begin RAW RECORDS

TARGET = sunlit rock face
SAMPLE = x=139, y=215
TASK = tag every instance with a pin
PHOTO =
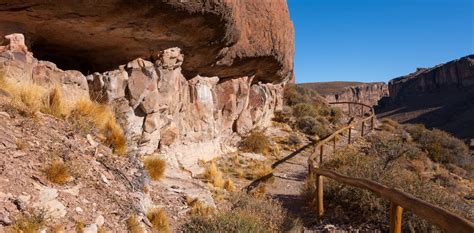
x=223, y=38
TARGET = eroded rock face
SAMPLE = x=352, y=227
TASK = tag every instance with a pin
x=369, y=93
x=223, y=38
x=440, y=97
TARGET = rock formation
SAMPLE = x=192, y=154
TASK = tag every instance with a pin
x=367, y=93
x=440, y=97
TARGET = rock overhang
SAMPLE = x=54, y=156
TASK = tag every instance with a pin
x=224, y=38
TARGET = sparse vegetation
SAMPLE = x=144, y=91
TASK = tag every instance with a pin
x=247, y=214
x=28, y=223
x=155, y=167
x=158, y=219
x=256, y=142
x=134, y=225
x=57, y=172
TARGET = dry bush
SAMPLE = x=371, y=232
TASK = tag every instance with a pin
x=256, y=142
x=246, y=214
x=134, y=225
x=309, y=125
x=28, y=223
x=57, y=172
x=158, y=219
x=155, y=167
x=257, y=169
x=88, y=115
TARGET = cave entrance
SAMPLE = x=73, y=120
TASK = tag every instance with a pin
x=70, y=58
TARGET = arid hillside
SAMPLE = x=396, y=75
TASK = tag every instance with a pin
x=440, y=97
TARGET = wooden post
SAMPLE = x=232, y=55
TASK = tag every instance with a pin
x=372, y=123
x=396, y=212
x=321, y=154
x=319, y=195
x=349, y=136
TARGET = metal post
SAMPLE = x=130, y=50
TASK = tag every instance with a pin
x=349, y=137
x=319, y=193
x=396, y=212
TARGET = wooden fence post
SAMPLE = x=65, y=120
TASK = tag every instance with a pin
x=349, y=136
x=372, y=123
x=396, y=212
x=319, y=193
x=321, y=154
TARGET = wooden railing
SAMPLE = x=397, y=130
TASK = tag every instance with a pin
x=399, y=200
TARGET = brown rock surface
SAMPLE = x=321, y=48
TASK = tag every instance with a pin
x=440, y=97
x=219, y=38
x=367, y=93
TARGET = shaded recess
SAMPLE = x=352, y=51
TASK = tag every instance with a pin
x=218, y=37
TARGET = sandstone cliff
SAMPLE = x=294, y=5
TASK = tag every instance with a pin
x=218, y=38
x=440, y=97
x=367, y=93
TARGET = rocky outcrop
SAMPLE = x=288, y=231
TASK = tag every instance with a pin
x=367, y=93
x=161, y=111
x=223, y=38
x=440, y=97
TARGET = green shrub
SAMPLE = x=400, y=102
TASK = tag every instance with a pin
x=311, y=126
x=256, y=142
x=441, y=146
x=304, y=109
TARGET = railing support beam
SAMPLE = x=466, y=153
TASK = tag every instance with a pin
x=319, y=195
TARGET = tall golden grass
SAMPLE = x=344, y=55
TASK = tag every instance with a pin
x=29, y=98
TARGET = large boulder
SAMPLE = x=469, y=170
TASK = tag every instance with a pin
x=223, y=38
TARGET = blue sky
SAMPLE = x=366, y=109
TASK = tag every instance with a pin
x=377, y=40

end RAW RECORDS
begin RAW RECORDS

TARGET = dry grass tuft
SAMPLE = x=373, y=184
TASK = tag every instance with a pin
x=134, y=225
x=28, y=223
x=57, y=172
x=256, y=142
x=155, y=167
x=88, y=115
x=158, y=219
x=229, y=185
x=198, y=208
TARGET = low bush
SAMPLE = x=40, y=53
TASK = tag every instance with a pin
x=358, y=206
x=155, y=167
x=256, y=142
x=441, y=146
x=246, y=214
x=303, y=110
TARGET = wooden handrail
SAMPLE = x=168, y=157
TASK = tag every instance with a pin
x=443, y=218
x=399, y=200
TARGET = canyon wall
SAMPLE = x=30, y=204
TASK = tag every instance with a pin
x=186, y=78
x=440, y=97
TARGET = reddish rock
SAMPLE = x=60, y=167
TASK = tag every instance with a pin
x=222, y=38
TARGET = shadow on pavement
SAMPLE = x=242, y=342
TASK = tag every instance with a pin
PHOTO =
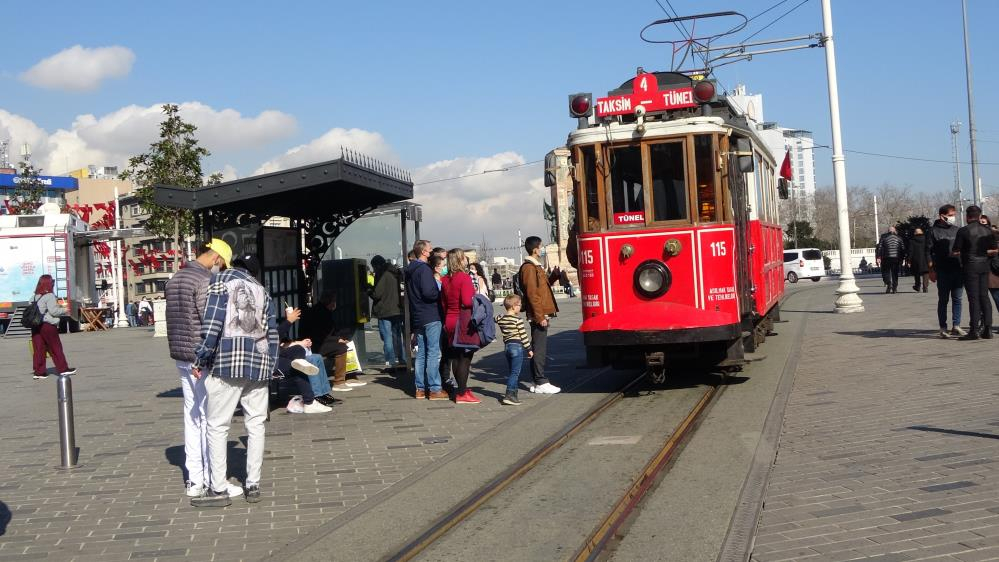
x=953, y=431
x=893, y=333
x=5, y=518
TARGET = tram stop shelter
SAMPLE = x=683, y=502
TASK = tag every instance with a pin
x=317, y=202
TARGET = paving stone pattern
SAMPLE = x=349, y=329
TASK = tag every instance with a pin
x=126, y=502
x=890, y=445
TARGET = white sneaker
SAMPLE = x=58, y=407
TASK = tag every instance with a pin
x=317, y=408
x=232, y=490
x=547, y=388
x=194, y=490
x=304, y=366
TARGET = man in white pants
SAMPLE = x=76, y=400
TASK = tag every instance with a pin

end RAW RECORDS

> DIRECTIONS FOR THIS TASK:
Copy out the stretch of the material above from the line containing "TARGET = rocky outcrop" through the line containing "x=377, y=40", reproducing every line unchanged.

> EXPECTED ANSWER:
TARGET = rocky outcrop
SAMPLE = x=288, y=231
TASK = tag every instance with a pin
x=367, y=93
x=161, y=111
x=223, y=38
x=440, y=97
TARGET = green shrub
SAMPLE = x=400, y=102
TASK = tag every instance with a pin
x=311, y=126
x=256, y=142
x=441, y=146
x=304, y=109
TARGET = railing support beam
SAMPLE = x=466, y=153
TASK = tag every instance with a pin
x=319, y=195
TARGET = tall golden grass
SAMPLE = x=344, y=55
TASK = tag every instance with a pin
x=29, y=98
TARGET = large boulder
SAMPLE = x=469, y=170
TASK = tag every instance with a pin
x=223, y=38
TARGET = blue sky
SAMPLE = x=366, y=109
TASK = tag every instance with a pin
x=377, y=40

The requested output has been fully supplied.